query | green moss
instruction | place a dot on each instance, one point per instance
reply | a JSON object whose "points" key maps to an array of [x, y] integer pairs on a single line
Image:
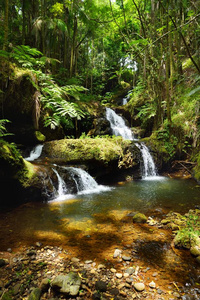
{"points": [[39, 136], [197, 168], [98, 149], [13, 166]]}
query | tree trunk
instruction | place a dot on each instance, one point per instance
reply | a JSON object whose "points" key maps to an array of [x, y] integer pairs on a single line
{"points": [[6, 14]]}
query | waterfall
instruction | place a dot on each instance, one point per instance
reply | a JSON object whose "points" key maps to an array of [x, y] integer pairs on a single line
{"points": [[62, 187], [35, 153], [119, 128], [118, 125], [80, 180], [149, 168]]}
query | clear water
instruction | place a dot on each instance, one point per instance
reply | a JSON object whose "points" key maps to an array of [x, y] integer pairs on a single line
{"points": [[35, 153], [144, 195]]}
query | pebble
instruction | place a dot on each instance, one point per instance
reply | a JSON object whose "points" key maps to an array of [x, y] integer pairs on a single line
{"points": [[139, 286], [87, 262], [119, 275], [113, 270], [117, 253], [152, 285], [126, 258], [75, 259]]}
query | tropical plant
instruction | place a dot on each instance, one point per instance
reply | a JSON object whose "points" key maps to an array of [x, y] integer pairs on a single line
{"points": [[3, 130]]}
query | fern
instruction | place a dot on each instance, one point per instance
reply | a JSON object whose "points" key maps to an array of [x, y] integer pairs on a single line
{"points": [[3, 130]]}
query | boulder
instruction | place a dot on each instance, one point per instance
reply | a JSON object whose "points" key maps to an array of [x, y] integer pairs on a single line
{"points": [[139, 286], [35, 294], [67, 284]]}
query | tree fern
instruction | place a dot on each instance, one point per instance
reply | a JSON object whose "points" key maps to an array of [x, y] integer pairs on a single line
{"points": [[3, 130]]}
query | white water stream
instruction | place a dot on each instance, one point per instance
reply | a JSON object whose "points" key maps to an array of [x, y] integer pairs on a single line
{"points": [[119, 128], [85, 184], [118, 125]]}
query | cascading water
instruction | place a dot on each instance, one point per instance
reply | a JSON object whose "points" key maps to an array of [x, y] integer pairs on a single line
{"points": [[119, 128], [62, 187], [35, 153], [118, 125], [149, 168], [83, 182]]}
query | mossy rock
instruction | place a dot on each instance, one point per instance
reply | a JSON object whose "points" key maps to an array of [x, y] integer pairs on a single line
{"points": [[24, 177], [195, 251], [102, 150], [139, 218]]}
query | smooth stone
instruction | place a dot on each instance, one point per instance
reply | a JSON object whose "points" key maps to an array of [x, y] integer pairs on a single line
{"points": [[152, 285], [139, 218], [101, 286], [126, 258], [3, 262], [45, 284], [130, 270], [117, 253], [67, 284], [75, 259], [113, 270], [119, 275], [139, 286], [35, 294], [16, 289], [195, 250]]}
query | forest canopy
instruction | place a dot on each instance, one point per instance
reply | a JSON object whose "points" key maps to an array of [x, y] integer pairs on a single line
{"points": [[83, 51]]}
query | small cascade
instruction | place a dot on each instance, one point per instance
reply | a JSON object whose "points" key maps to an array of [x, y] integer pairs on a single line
{"points": [[149, 168], [82, 179], [35, 153], [118, 125], [78, 181], [119, 128], [62, 187], [126, 99]]}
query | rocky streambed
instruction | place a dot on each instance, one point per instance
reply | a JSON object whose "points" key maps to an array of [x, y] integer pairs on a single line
{"points": [[139, 263]]}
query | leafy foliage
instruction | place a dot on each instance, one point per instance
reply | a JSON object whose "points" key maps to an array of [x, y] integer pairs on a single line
{"points": [[3, 130]]}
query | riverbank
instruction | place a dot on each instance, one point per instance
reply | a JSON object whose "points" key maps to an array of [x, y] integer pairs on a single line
{"points": [[118, 260]]}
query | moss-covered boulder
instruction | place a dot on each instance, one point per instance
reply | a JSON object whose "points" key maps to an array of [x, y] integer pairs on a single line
{"points": [[20, 180], [101, 156]]}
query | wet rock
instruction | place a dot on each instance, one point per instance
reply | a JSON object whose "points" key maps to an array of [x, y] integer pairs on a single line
{"points": [[119, 275], [195, 250], [45, 284], [16, 288], [152, 285], [75, 260], [67, 284], [130, 270], [35, 294], [101, 286], [3, 262], [139, 218], [113, 270], [96, 296], [198, 259], [117, 253], [139, 286], [126, 258]]}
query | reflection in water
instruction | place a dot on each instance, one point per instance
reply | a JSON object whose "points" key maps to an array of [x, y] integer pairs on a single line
{"points": [[140, 196], [95, 224]]}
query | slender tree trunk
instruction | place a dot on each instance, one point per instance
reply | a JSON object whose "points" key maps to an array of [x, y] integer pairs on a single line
{"points": [[43, 25], [6, 14], [23, 22], [72, 59]]}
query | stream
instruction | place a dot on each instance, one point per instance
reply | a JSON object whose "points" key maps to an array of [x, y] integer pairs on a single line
{"points": [[97, 219]]}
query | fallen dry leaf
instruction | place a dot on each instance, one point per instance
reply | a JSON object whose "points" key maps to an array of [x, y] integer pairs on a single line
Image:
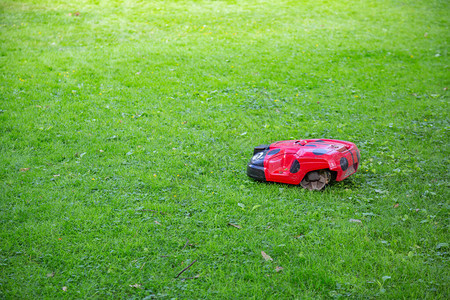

──────────

#### Goal of the exercise
What do the lines above say from the one containing "query | tree trunk" down to the one containing "query | white water stream"? Return them exactly, both end lines included, and only them.

#### Answer section
query | tree trunk
instruction | place a dot on each instance, one point per instance
reply | a JSON object whose "points" key maps to an array of [x, y] integer pairs on a single line
{"points": [[6, 14]]}
query | waterfall
instruction | place a dot on each instance, one point per instance
reply | a JSON object whose "points" key maps to an array of [x, y] integer pairs on a single line
{"points": [[62, 187], [35, 153], [119, 128], [118, 125], [80, 180], [149, 168]]}
query | clear water
instruction | place a dot on each instance, one point per instance
reply | a JSON object whose "points" key maps to an array of [x, y] integer pairs on a single line
{"points": [[35, 153], [144, 195]]}
query | pebble
instruction | place a dot on each instance, one point per instance
reply | a JSON object whose "points" key maps to an array of [x, y] integer pairs on a single line
{"points": [[139, 286], [87, 262], [119, 275], [113, 270], [117, 253], [152, 285], [126, 258], [75, 259]]}
query | tropical plant
instruction | place a dot on each instance, one point per instance
reply | a JSON object whose "points" key maps to an array of [x, y] integer pairs on a single line
{"points": [[3, 130]]}
query | fern
instruction | place a dot on each instance, one point per instance
reply | a JSON object whose "points" key maps to an array of [x, y] integer pairs on a single line
{"points": [[3, 130]]}
query | boulder
instruction | place a dot on each instance, one point per instance
reply | a JSON object whose "points" key maps to an array of [x, y] integer pairs on a single line
{"points": [[139, 286], [35, 294], [67, 284]]}
query | tree fern
instruction | place a dot on each instance, one point per instance
reply | a JSON object whose "points" key maps to an array of [x, y] integer pairs on a single line
{"points": [[3, 130]]}
query | white water stream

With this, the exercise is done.